◆ Direction:
Copy each of the records below word for word, changing nothing.

◆ Given data:
>> START

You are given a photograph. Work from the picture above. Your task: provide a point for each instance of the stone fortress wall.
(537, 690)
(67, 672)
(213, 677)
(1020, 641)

>> END

◆ Exercise answer:
You are given a photograph. Work from the picture above. Your task: provide a point for each instance of the stone fortress wall.
(537, 690)
(67, 672)
(213, 677)
(1020, 641)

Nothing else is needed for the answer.